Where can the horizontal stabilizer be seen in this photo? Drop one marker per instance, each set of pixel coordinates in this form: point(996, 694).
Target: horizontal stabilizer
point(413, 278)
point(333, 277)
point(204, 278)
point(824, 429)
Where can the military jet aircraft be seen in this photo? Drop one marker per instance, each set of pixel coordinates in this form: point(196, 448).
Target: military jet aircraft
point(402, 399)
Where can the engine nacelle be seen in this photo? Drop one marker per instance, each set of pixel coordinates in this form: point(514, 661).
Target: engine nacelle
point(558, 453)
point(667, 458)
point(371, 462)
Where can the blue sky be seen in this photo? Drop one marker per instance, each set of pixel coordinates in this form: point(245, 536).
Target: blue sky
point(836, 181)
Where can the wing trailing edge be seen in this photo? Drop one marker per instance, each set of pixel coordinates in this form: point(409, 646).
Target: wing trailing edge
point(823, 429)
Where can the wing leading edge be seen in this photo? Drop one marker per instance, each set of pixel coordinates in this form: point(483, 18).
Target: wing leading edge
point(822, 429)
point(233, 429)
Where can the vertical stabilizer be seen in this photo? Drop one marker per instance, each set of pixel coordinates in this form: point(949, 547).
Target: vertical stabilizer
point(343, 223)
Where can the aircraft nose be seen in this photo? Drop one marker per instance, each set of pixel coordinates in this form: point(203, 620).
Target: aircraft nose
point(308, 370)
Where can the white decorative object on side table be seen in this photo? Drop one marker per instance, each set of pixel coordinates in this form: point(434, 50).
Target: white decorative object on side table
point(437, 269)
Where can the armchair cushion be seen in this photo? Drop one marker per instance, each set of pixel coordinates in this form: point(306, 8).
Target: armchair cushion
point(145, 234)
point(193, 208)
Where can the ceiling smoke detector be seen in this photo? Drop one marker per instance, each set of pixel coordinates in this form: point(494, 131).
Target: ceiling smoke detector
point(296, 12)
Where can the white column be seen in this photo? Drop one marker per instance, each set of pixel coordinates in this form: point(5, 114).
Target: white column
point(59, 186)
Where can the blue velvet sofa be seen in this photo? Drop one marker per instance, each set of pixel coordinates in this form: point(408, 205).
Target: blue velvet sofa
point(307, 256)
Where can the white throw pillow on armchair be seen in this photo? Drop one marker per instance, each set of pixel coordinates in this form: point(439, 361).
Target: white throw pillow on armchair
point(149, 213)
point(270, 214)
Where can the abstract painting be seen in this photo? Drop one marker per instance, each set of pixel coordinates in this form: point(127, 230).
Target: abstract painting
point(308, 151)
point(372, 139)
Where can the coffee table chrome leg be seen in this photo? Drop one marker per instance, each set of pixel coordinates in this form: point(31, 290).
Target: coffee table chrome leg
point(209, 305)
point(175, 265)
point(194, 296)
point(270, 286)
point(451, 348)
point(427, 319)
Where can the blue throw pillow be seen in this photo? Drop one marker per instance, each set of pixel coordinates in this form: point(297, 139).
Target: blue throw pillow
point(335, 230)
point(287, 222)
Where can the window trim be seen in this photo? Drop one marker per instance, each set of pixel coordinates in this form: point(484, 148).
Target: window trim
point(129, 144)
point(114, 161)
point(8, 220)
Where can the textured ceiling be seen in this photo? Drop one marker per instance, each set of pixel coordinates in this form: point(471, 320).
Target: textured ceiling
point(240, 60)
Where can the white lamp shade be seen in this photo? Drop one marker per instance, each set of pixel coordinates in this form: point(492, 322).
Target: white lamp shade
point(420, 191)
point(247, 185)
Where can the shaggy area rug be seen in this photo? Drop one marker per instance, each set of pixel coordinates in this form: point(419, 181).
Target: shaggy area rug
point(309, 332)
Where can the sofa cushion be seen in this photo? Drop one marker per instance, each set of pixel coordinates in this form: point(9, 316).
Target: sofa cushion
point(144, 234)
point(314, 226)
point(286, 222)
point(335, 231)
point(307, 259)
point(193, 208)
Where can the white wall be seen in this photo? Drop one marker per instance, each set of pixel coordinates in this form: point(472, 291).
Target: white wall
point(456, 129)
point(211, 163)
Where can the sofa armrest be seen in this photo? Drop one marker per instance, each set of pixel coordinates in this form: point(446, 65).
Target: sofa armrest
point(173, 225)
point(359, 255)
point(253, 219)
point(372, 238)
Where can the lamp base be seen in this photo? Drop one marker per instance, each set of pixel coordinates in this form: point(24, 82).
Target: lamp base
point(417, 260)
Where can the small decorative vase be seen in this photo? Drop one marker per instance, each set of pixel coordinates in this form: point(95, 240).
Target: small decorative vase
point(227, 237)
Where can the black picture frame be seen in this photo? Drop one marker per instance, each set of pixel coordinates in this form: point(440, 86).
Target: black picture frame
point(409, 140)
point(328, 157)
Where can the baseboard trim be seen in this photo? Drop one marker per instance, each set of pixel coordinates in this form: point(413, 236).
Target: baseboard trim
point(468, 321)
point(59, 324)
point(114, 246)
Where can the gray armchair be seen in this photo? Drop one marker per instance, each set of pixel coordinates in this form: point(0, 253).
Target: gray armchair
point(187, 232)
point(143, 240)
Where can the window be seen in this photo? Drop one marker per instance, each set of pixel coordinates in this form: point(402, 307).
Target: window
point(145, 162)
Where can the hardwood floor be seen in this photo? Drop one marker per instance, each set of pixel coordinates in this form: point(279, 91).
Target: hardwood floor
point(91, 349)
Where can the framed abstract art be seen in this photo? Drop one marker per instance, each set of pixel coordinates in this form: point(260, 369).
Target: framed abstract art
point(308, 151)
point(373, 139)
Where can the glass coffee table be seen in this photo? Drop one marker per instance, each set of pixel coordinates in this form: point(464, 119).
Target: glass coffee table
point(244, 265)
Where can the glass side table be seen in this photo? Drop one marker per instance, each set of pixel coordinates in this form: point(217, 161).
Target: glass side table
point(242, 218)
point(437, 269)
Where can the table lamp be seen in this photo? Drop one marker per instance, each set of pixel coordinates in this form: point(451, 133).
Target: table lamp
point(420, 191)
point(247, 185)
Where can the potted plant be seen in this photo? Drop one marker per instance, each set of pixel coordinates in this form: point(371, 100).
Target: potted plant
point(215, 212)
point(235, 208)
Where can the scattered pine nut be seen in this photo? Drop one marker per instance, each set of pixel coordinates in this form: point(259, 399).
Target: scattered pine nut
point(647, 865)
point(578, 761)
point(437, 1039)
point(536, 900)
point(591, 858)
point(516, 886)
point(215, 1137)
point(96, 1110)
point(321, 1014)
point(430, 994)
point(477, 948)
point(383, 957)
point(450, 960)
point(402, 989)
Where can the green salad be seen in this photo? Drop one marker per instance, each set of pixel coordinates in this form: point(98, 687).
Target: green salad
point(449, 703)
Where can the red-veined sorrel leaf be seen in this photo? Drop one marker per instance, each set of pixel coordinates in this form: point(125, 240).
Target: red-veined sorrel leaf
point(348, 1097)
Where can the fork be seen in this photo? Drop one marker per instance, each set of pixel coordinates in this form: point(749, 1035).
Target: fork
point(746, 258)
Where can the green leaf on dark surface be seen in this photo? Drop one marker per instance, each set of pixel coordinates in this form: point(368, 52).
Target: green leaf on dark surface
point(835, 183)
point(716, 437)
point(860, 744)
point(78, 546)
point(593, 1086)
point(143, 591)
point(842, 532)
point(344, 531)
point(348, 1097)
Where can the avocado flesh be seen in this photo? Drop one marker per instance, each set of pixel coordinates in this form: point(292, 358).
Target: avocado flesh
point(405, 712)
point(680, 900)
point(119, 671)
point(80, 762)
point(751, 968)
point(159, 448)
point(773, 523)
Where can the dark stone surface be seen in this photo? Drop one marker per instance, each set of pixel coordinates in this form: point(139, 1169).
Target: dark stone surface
----
● **PROMPT**
Turn all the lines above into a numbered list, leaving out any blank lines.

● **SOLVED PROBLEM**
1. Where can the horizontal stabilizer be seen in this photo? Drop one marker per instance, each set of pixel coordinates in this form: point(996, 694).
2. Target: horizontal stabilizer
3. point(413, 278)
4. point(333, 277)
5. point(204, 278)
6. point(824, 429)
7. Where can the military jet aircraft be seen in this photo? Drop one marker per instance, each set of pixel coordinates in this form: point(196, 448).
8. Target: military jet aircraft
9. point(402, 399)
10. Where can the engine nacelle be seen in this photo? Drop one marker per instance, each set of pixel coordinates in this form: point(514, 661).
11. Target: engine nacelle
12. point(558, 453)
13. point(667, 458)
14. point(371, 462)
15. Where can the blue sky be seen in this photo? Drop one marker per instance, each set of pixel coordinates in this form: point(245, 536).
16. Target: blue sky
17. point(836, 181)
18. Where can the wing trailing edge be seen in this photo? Drop one marker per instance, each set of pixel coordinates in this form: point(409, 646).
19. Target: wing trailing edge
20. point(823, 429)
21. Where can the wing leading edge be seen in this photo? Drop one marker per instance, each set of pixel coordinates in this form: point(483, 18).
22. Target: wing leading edge
23. point(822, 429)
24. point(233, 429)
25. Where can the vertical stabilizer be seen in this photo? Drop one marker per instance, each set of pixel coordinates in this form: point(949, 547).
26. Target: vertical stabilizer
27. point(343, 223)
28. Where can the aircraft nose be seen in this photo? Drop one marker per instance, each set of pixel coordinates in this form: point(203, 620).
29. Target: aircraft nose
30. point(308, 370)
31. Where can the white decorative object on side table be seen in this photo? Drop one marker per instance, each set of pixel coordinates in this form: point(434, 50).
32. Target: white decorative object on side table
33. point(437, 269)
34. Where can the armchair cushion be seen in this photo? Drop one marker per instance, each set of pixel coordinates in this form: point(306, 8).
35. Target: armchair cushion
36. point(145, 234)
37. point(193, 208)
38. Where can the ceiling smoke detector be seen in this photo? Drop one marker per instance, each set of pixel coordinates in this form: point(494, 131).
39. Target: ceiling smoke detector
40. point(296, 12)
41. Where can the white column be seen in this photo? Drop one marker per instance, each set of pixel coordinates in this form: point(5, 114).
42. Target: white column
43. point(59, 186)
44. Where can the blue velvet sofa be seen in this photo? Drop one marker per instance, each set of pixel coordinates in this form: point(408, 205).
45. Target: blue velvet sofa
46. point(307, 256)
47. Where can the white throw pillow on armchair be seen in this photo? Drop one marker per instance, each set of pixel coordinates in this form: point(439, 361).
48. Target: white throw pillow on armchair
49. point(149, 213)
50. point(270, 214)
51. Where can the abstract painting be seen in this photo? Drop one marker per instance, each set of pixel coordinates in this form: point(127, 230).
52. Target: abstract painting
53. point(308, 151)
54. point(372, 139)
55. Where can the coffee table chrome leg be seen in this photo? Drop one marker per instance, each set of pixel coordinates in this form: point(31, 290).
56. Target: coffee table chrome leg
57. point(209, 305)
58. point(175, 265)
59. point(194, 296)
60. point(270, 286)
61. point(451, 348)
62. point(427, 319)
63. Where can the blue throw pillow be seen in this photo? Drop one marker per instance, each set of pixel coordinates in this form: point(297, 139).
64. Target: blue throw pillow
65. point(335, 230)
66. point(287, 222)
67. Where can the window trim be seen in this photo? Drop one marker per instance, each set of pixel coordinates in this form: point(484, 148).
68. Target: window trim
69. point(129, 144)
70. point(114, 161)
71. point(8, 220)
72. Where can the textured ceiling be seen in this photo? Drop one marker per instance, each set of pixel coordinates in this form: point(471, 320).
73. Target: textured ceiling
74. point(240, 60)
75. Where can the white lamp shade be seen in this photo? Drop one marker per instance, each set of pixel coordinates in this form: point(492, 322).
76. Target: white lamp shade
77. point(420, 191)
78. point(247, 185)
79. Where can the shaggy area rug be seen in this photo? Drop one marker per instance, each set of pixel coordinates in this form: point(419, 181).
80. Target: shaggy area rug
81. point(309, 332)
82. Where can the sofa cushion be seen in this photo? Drop one marker per instance, each set of pixel coordinates in this form: point(9, 316).
83. Target: sofa cushion
84. point(144, 234)
85. point(314, 226)
86. point(286, 222)
87. point(335, 231)
88. point(307, 259)
89. point(193, 208)
90. Where can the white wall be seen in this photo? Drop one marker per instance, each set of pixel coordinates in this form: point(472, 291).
91. Target: white wall
92. point(456, 129)
93. point(211, 163)
94. Where can the sofa armrest be seen in this photo? Drop one marker per instance, each set of pixel coordinates in this form: point(446, 65).
95. Target: sofa armrest
96. point(173, 225)
97. point(359, 255)
98. point(253, 219)
99. point(372, 238)
100. Where can the lamp base be seen in this photo? Drop one marker per instance, each set of pixel coordinates in this form: point(24, 82).
101. Target: lamp base
102. point(417, 260)
103. Where can the small decorative vase be seen in this photo? Drop one marker per instance, each set of pixel coordinates in this form: point(95, 240).
104. Target: small decorative vase
105. point(227, 237)
106. Where can the black picture frame be seen in this photo? Drop one marker per instance, each set of pixel coordinates in this form: point(440, 86).
107. Target: black picture frame
108. point(409, 140)
109. point(328, 157)
110. Where can the baseboard trim be seen in this photo? Drop one marker per instance, each set of pixel coordinates in this form: point(413, 236).
111. Target: baseboard trim
112. point(468, 321)
113. point(59, 324)
114. point(114, 246)
115. Where can the gray armchair be seen in this photo? Drop one marker per instance, each set of pixel coordinates in this form: point(0, 253).
116. Target: gray armchair
117. point(187, 232)
118. point(143, 240)
119. Where can the window be seen in this photo? Drop one marker per instance, each set of pixel coordinates in this form: point(402, 307).
120. Target: window
121. point(145, 162)
122. Where can the hardwood floor be seen in this photo? Drop one marker per instance, each set of pixel coordinates in this form: point(279, 91).
123. Target: hardwood floor
124. point(91, 349)
125. Where can the framed abstract art be seen in this photo? Drop one marker per instance, each set of pixel coordinates in this form: point(260, 369).
126. Target: framed abstract art
127. point(308, 151)
128. point(373, 139)
129. Where can the glass coffee table be seen in this photo? Drop one marker per instance, each set of pixel coordinates in this form: point(464, 119).
130. Target: glass coffee table
131. point(244, 265)
132. Where can the glass side table be seen in this photo? Drop one marker per instance, each set of pixel coordinates in this form: point(217, 161).
133. Target: glass side table
134. point(242, 218)
135. point(437, 269)
136. Where can the table lamp be seen in this photo? Drop one marker per instance, each set of pixel coordinates in this form: point(451, 133).
137. Target: table lamp
138. point(420, 191)
139. point(247, 185)
140. Where can the potted plant be seen in this photo? Drop one marker per instance, each set of pixel coordinates in this form: point(371, 100).
141. Target: potted plant
142. point(215, 212)
143. point(235, 208)
144. Where can the scattered pine nut be seen in this photo? Drop one marker per instance, each set of pixel coordinates in this form: point(259, 399).
145. Target: scattered pine nut
146. point(647, 865)
147. point(578, 761)
148. point(437, 1039)
149. point(536, 900)
150. point(591, 858)
151. point(516, 886)
152. point(215, 1137)
153. point(96, 1110)
154. point(321, 1014)
155. point(430, 994)
156. point(477, 948)
157. point(383, 957)
158. point(450, 960)
159. point(402, 989)
160. Where can the green salad be seen in this photo? Drop one marker per instance, each set of pixel coordinates in this form: point(98, 687).
161. Target: green salad
162. point(449, 703)
163. Where can the red-veined sorrel leaf be seen in this photo? Drop one marker per instance, each set of pixel coordinates in this form: point(125, 240).
164. Target: red-veined sorrel leaf
165. point(348, 1097)
166. Where can the fork be seen in this photo? Drop one marker per instance, each set of pixel coordinates in this form: point(749, 1035).
167. Target: fork
168. point(746, 258)
169. Where can the green leaf on dark surface be seen in this photo? Drop one marker per instance, each set of pixel coordinates in this form: point(368, 52).
170. Target: green leaf on dark surface
171. point(835, 183)
172. point(716, 437)
173. point(860, 744)
174. point(78, 546)
175. point(593, 1086)
176. point(143, 591)
177. point(842, 532)
178. point(344, 531)
179. point(348, 1097)
180. Where can the avocado flesh be seen in this photo? Drop one marker per instance, each set of pixel coordinates in this form: point(292, 358).
181. Target: avocado flesh
182. point(405, 712)
183. point(680, 900)
184. point(119, 671)
185. point(80, 762)
186. point(751, 968)
187. point(159, 448)
188. point(773, 523)
189. Where can the dark stone surface be seen in this photo? Drop one marker per instance, each set of pixel coordinates in this form: point(139, 1169).
190. Target: dark stone surface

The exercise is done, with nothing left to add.